Exercise instructions:
(A) List the panelists that the festival recap below identifies as veterans.
(B) Resume the festival recap of the veterans panel discussion after its final quoted highlight.

Source document:
--- START ---

Montclair Film Festival was pleased to host a free community conversation, Our Nation’s Heroes Return: What’s Next?, last Sunday at the Audible Lounge. The panel discussion focused on services for veterans and followed the screening of Tom Donahue’s THANK YOU FOR YOUR SERVICE, a documentary about the plight of veterans after returning home from war.
The moderator was Marcy Felsenfeld, Senior Program Officer at the Healthcare Foundation of New Jersey. Panelists included:
- Tom Donahue, director of THANK YOU FOR YOUR SERVICE
- J. Michael Armstrong, Chief Executive Officer of Community Hope (veteran)
- Tim Arora, Clinical Social Work Intern at Family Connections-Operation Veterans to Social Workers (veteran)
- Terrell McCain, Program Manager of Vet2Vet National Call Program at Rutgers University Behavioral Health Care (veteran)
- Karen Sacks, Esq., Executive Director of Volunteer Lawyers for Justice
Here are some highlights from this timely and very important conversation.
“Nearly 6 million Americans have served in the military since the 9/11 attacks.”
“The film THANK YOU FOR YOUR SERVICE shows that many veterans believe there is a stigma attached to those who seek mental services for those suffering from PTSD and other war-related stresses. There is often a fear that no one else knows what I am going through.”
“One major issue for many veterans stems from getting a negative or dishonorable discharge. There are six different ways to be discharged and veteran benefits can be diminished based on the more negative discharge levels. Veterans need help from lawyers and legal experts to change the status of those negative discharges so their access to benefits can be improved.”
“It’s important to create a gateway of veterans available to provide services and speak to other veterans in need. Only veterans understand exactly what other veterans are going through. Now it’s crucial to train veterans to provide the counseling services for other veterans.”
“This has been the first war when a very large percentage of the soldiers have been from the National Guard.”

--- END ---

Saved data entries
--- START ---

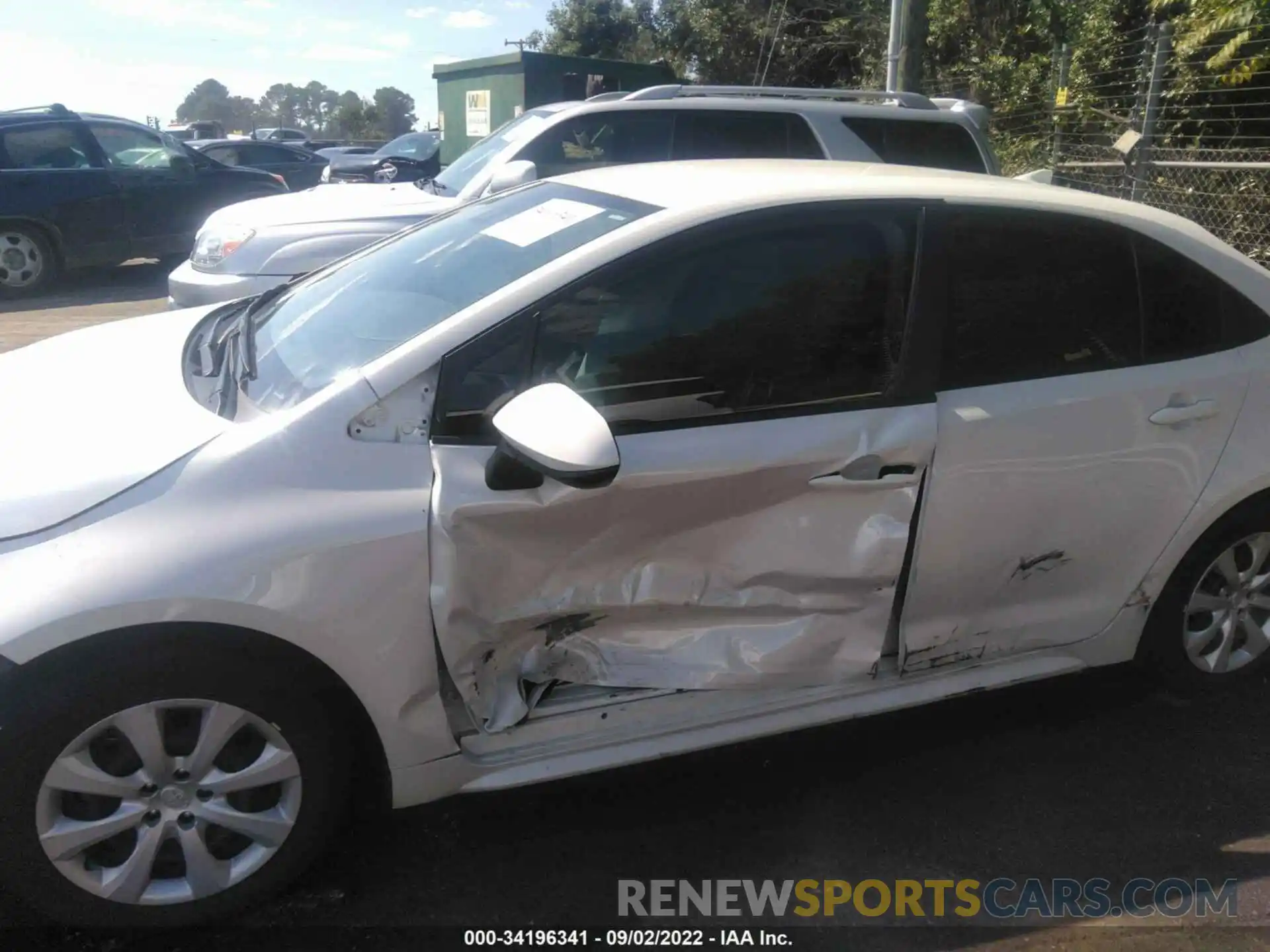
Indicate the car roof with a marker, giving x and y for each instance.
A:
(201, 143)
(779, 104)
(740, 184)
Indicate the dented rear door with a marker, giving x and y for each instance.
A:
(773, 446)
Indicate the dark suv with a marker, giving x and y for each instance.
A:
(81, 190)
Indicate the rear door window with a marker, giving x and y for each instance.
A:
(1189, 311)
(52, 146)
(743, 135)
(935, 145)
(1035, 295)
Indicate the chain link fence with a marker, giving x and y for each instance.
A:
(1133, 118)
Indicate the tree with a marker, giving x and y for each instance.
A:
(1221, 32)
(396, 111)
(207, 100)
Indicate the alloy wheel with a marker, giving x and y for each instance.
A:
(1227, 615)
(21, 260)
(169, 801)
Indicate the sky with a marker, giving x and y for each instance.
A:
(140, 58)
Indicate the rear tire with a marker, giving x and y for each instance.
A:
(1210, 626)
(28, 264)
(171, 865)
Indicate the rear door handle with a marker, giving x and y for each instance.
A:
(1171, 415)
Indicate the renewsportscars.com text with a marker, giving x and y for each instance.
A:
(920, 899)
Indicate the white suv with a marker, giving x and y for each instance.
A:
(248, 248)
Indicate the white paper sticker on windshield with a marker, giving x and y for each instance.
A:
(541, 221)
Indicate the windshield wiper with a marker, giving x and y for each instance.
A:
(235, 361)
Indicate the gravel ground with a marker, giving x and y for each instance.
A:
(1089, 776)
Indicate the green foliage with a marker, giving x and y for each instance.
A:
(1218, 32)
(313, 107)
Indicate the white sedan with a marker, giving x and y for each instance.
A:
(603, 469)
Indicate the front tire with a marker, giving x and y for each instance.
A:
(167, 785)
(28, 264)
(1210, 626)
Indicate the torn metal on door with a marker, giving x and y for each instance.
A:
(713, 561)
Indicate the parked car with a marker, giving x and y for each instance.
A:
(300, 233)
(299, 167)
(332, 151)
(614, 466)
(196, 131)
(281, 135)
(415, 155)
(84, 190)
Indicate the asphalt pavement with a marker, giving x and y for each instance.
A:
(1089, 776)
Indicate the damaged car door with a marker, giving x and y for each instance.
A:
(1091, 377)
(771, 444)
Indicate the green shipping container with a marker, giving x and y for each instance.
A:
(476, 97)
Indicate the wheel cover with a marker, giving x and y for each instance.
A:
(21, 260)
(168, 803)
(1227, 615)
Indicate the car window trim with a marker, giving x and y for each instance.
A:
(912, 385)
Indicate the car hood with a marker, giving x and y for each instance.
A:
(325, 204)
(85, 415)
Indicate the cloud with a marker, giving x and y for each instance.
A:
(469, 19)
(200, 15)
(343, 52)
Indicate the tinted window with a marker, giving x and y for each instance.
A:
(1034, 295)
(937, 145)
(601, 139)
(42, 147)
(345, 317)
(792, 317)
(269, 155)
(743, 135)
(132, 149)
(228, 155)
(1189, 311)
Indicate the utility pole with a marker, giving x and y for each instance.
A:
(913, 28)
(1160, 61)
(897, 18)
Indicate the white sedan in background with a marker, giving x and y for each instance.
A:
(607, 467)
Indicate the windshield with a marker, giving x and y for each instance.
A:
(464, 169)
(346, 317)
(409, 145)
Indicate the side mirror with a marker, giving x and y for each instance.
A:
(553, 432)
(511, 175)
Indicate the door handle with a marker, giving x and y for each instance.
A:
(1198, 411)
(887, 477)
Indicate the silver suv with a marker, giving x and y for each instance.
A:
(249, 248)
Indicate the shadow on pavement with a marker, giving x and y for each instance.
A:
(139, 281)
(1087, 776)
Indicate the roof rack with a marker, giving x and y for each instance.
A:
(52, 110)
(908, 100)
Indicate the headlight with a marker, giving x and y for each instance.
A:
(214, 245)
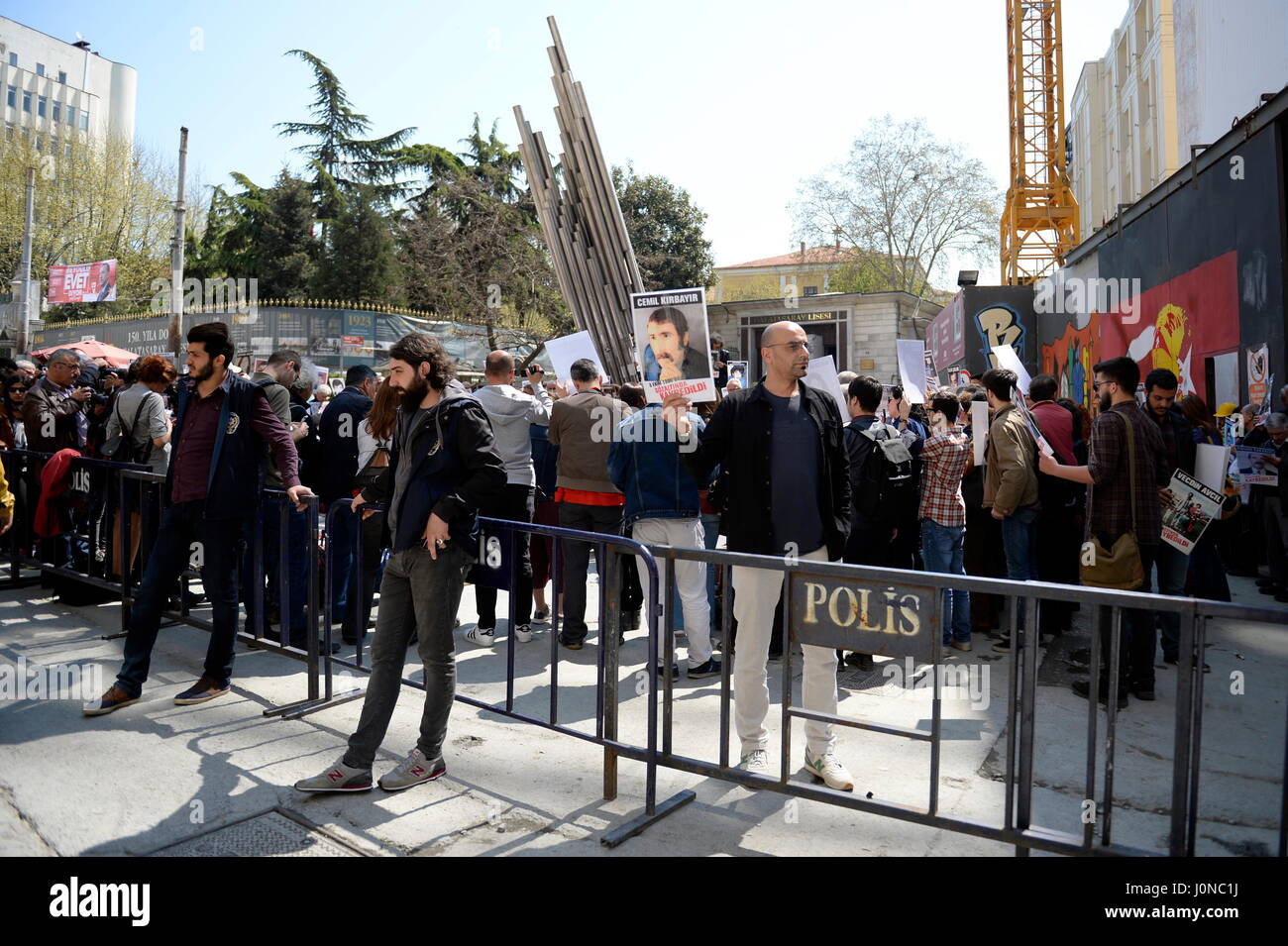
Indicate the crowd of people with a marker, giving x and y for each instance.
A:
(411, 460)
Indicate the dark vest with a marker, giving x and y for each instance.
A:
(237, 461)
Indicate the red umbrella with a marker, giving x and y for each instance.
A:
(115, 357)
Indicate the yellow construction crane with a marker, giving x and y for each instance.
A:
(1039, 223)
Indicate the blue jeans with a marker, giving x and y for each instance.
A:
(709, 536)
(343, 537)
(297, 549)
(1020, 543)
(941, 551)
(181, 525)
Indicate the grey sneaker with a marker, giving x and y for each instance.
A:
(755, 762)
(412, 770)
(338, 778)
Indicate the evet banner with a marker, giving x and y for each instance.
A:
(82, 282)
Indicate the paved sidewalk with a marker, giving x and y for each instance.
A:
(154, 775)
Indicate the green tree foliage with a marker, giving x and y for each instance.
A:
(471, 248)
(340, 156)
(359, 263)
(665, 229)
(906, 198)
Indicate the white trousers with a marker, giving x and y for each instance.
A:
(691, 579)
(756, 593)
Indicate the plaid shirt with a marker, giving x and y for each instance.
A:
(1109, 497)
(943, 464)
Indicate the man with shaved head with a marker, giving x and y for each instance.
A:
(511, 413)
(781, 451)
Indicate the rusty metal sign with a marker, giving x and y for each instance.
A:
(883, 619)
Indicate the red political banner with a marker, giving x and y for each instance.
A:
(82, 282)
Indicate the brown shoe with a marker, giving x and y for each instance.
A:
(114, 699)
(202, 690)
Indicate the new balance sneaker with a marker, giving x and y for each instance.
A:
(202, 690)
(115, 697)
(828, 770)
(338, 778)
(756, 762)
(711, 668)
(412, 771)
(482, 636)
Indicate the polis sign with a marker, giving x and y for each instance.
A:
(883, 619)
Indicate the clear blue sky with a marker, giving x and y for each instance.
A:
(735, 102)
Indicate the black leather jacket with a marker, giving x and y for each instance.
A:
(737, 441)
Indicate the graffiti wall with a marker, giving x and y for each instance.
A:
(1197, 283)
(980, 317)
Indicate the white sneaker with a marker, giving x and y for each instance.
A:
(828, 770)
(482, 636)
(756, 762)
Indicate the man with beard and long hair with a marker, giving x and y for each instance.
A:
(1115, 465)
(442, 469)
(217, 469)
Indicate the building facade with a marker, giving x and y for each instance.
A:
(56, 93)
(1175, 75)
(857, 328)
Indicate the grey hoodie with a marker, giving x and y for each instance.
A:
(511, 412)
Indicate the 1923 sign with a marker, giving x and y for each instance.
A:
(887, 619)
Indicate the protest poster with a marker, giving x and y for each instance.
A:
(1008, 358)
(673, 344)
(822, 377)
(82, 282)
(1252, 468)
(568, 349)
(1210, 465)
(931, 374)
(1258, 373)
(1188, 507)
(912, 368)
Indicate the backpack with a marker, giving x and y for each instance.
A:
(885, 486)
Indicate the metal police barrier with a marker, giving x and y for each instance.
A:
(497, 556)
(892, 611)
(99, 553)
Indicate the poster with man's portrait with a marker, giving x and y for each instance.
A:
(673, 344)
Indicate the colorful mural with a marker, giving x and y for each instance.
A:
(1070, 357)
(1175, 326)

--- END ---

Response list:
(A) J. Michael Armstrong, Tim Arora, Terrell McCain

(B)
“Many of our veterans need legal help due to a suspension of their driver’s license. They may have gone overseas with some unpaid parking tickets or other violations. They return to find their licenses suspended. They cannot begin their job hunting without a driver’s license, and help with reinstating their licenses is a service they often need.”
“Unique services need to be provided to the large number of female veterans today. Their needs can be different, since studies suggest around 78% of female soldiers were sexually harassed and 24% were sexually assaulted during active duty.”
“Family members of veterans face some challenges getting services they need for their vet and for other family members. They need to encourage their veteran to reach out to get services and not worry about the stigma attached to seeking some help. Family members themselves can call helplines to get tips and guidance.”
“We need a new approach. Instead of the current way—vets returning home and avoiding services due to a stigma—why can’t we start a movement where all vets coming home get services right away? All vets experience normal reactions after dealing with the abnormal realities of war.”
“Homelessness for veterans continues to be a challenge. Fortunately, rates of homelessness have declined over the last five years. Unfortunately, for the veteran who is homeless, it is difficult to focus on anything but where you will sleep at night. Community of Hope is providing services to these vets in 13 counties in NJ and 8 counties in PA.”